▶ _Task item_: Your answer should repeat exactly the lines from the one holding "vent. Write the coordinates, one line per instance." through the end of the data, and it should contain no pictures.
*** Extracted data ***
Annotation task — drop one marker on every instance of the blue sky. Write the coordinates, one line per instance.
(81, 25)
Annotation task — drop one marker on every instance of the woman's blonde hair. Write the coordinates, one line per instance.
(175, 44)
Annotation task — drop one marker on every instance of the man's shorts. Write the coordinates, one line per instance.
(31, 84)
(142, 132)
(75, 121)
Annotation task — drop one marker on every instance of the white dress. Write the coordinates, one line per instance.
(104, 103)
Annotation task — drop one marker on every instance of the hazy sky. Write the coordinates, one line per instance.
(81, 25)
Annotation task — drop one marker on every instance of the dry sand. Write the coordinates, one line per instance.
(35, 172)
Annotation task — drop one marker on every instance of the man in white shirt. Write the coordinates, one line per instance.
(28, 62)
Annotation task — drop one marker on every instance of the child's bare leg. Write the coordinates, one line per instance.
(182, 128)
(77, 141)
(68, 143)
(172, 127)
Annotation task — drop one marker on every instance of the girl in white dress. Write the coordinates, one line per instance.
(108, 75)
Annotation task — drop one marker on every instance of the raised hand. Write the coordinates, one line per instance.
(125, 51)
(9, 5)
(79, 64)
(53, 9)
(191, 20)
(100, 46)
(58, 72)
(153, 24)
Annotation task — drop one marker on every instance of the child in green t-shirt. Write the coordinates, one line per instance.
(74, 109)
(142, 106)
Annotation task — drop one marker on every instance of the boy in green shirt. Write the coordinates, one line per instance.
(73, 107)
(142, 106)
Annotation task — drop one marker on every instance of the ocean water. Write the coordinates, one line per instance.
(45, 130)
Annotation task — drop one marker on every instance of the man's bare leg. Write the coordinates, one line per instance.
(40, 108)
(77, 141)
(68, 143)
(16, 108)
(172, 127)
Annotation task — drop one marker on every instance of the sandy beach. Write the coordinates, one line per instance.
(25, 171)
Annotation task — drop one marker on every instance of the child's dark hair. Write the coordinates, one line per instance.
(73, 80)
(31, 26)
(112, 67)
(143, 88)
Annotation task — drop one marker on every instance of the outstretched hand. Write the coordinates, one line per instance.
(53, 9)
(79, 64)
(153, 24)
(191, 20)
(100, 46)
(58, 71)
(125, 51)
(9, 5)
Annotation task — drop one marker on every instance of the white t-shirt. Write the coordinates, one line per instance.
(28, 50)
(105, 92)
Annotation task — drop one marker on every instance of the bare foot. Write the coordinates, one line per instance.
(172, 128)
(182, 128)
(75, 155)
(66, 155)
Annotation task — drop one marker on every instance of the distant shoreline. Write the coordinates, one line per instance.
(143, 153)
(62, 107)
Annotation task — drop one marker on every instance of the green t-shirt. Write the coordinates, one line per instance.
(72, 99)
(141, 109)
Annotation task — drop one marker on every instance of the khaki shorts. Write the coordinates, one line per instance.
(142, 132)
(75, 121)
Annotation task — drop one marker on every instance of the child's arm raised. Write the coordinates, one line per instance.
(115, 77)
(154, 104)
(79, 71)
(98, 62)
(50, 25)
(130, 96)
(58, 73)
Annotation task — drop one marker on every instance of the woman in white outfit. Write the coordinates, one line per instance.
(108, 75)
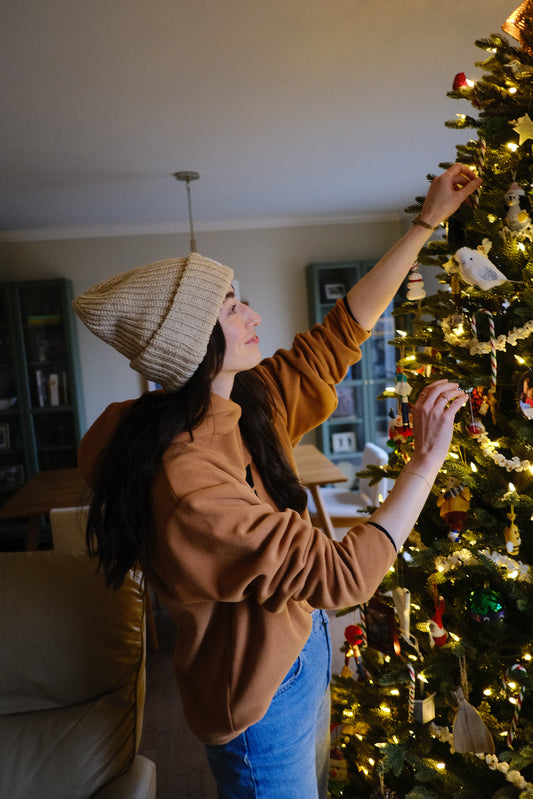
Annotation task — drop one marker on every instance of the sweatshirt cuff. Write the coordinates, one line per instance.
(385, 532)
(349, 311)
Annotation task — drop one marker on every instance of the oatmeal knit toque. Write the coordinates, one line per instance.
(160, 316)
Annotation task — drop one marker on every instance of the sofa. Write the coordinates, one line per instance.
(72, 681)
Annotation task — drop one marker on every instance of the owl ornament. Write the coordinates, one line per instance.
(453, 505)
(517, 219)
(476, 269)
(512, 535)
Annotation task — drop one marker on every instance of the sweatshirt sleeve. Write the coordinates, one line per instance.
(302, 380)
(219, 542)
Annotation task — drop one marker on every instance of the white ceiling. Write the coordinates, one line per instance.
(291, 110)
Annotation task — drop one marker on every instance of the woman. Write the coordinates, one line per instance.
(197, 485)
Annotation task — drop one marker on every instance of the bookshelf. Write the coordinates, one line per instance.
(41, 402)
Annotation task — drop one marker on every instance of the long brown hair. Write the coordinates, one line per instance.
(120, 519)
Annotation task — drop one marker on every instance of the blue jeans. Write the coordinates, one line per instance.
(285, 754)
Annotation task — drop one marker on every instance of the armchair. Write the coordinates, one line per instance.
(72, 681)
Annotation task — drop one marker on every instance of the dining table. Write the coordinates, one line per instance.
(53, 488)
(315, 470)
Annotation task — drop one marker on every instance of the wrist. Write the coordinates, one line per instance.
(427, 225)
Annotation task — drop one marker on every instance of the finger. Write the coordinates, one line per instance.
(436, 388)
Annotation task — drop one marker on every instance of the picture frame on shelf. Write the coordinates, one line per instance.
(11, 475)
(5, 441)
(343, 442)
(346, 401)
(334, 291)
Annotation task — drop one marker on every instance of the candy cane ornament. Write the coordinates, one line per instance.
(519, 701)
(492, 337)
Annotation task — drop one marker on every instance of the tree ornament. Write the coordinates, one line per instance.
(525, 394)
(475, 428)
(517, 218)
(454, 503)
(470, 734)
(338, 766)
(508, 683)
(354, 638)
(383, 792)
(524, 127)
(477, 270)
(459, 82)
(415, 284)
(403, 389)
(519, 25)
(379, 621)
(512, 534)
(485, 605)
(437, 634)
(492, 337)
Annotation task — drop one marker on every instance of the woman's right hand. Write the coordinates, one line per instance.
(447, 191)
(433, 419)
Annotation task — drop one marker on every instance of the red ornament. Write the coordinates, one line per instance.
(354, 635)
(438, 635)
(474, 429)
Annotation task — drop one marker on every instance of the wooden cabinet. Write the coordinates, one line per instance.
(360, 415)
(41, 408)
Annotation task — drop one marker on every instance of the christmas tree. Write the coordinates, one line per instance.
(436, 698)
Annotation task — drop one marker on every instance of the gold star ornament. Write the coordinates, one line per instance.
(524, 128)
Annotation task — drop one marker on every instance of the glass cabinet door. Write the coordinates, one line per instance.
(12, 456)
(46, 354)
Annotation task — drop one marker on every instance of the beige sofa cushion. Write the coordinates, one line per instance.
(72, 678)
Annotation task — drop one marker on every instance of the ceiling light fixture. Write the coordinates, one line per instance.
(187, 176)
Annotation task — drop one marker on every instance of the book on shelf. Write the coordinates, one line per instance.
(53, 388)
(42, 389)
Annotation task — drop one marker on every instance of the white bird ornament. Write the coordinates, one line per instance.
(477, 270)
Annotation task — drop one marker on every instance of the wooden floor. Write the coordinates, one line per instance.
(182, 769)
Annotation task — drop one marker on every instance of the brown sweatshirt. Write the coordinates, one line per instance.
(240, 576)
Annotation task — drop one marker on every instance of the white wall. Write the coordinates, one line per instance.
(269, 263)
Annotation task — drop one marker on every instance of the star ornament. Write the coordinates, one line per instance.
(524, 128)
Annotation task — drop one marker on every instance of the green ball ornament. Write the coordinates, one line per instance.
(484, 605)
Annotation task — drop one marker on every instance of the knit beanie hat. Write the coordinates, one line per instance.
(160, 316)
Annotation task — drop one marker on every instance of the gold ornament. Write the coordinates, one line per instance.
(524, 128)
(520, 26)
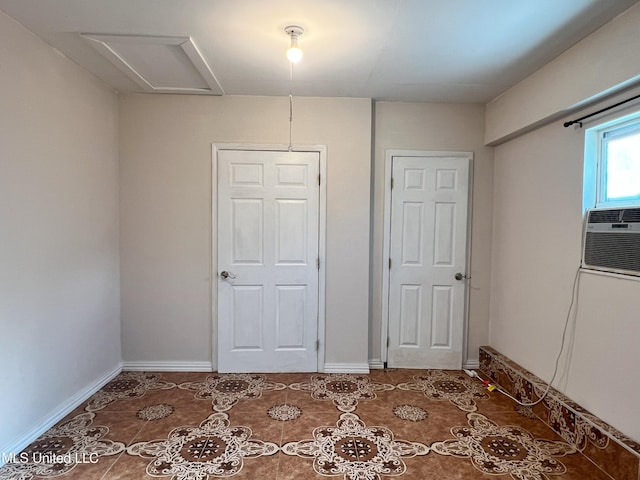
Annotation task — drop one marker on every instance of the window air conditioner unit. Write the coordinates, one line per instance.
(612, 240)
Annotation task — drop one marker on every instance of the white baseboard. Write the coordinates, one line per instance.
(58, 414)
(167, 366)
(471, 363)
(346, 368)
(376, 364)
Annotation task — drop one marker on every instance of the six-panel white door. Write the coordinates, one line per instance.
(428, 247)
(268, 212)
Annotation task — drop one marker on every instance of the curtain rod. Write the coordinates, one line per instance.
(579, 120)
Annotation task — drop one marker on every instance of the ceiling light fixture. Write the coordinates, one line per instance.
(294, 53)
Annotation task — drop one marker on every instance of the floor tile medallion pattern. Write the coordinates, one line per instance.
(458, 388)
(225, 391)
(284, 426)
(505, 450)
(607, 447)
(343, 389)
(194, 453)
(355, 451)
(127, 385)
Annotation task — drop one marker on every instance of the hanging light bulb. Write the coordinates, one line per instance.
(294, 53)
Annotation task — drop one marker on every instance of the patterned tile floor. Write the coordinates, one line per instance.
(412, 424)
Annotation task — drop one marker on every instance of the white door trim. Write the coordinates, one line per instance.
(384, 320)
(322, 243)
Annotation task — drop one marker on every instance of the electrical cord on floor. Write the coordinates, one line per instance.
(493, 386)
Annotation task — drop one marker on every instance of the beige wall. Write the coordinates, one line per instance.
(537, 234)
(599, 65)
(166, 215)
(59, 274)
(435, 126)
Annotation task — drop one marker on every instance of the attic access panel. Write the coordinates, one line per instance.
(159, 64)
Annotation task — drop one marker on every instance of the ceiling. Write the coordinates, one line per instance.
(397, 50)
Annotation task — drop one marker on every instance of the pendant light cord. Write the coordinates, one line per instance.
(290, 102)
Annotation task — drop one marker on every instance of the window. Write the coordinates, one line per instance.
(612, 164)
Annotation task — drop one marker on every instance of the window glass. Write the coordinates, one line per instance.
(621, 165)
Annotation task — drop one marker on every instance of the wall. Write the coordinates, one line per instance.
(166, 216)
(601, 64)
(537, 228)
(59, 294)
(433, 126)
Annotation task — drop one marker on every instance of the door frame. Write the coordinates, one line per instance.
(386, 245)
(213, 244)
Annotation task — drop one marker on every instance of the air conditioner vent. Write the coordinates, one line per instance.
(631, 215)
(619, 251)
(612, 240)
(604, 216)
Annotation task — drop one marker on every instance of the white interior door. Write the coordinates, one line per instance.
(268, 211)
(428, 247)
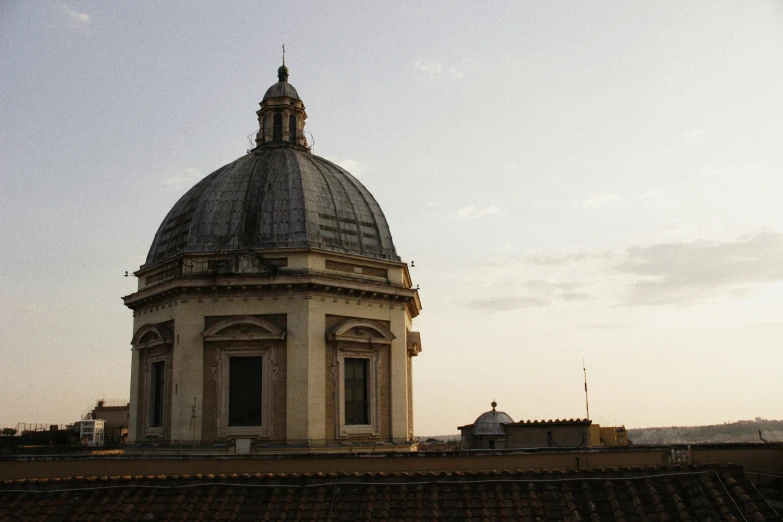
*** End of Extracted data ***
▶ _Exercise solution_:
Annotation task — drop one marker on every instance of the air conditioner vent. Write the coordinates, one line per instance.
(631, 215)
(619, 251)
(612, 240)
(604, 216)
Annotation task — drop one marker on every instance of the white interior door. Write the coordinates, one line per instance.
(268, 211)
(428, 247)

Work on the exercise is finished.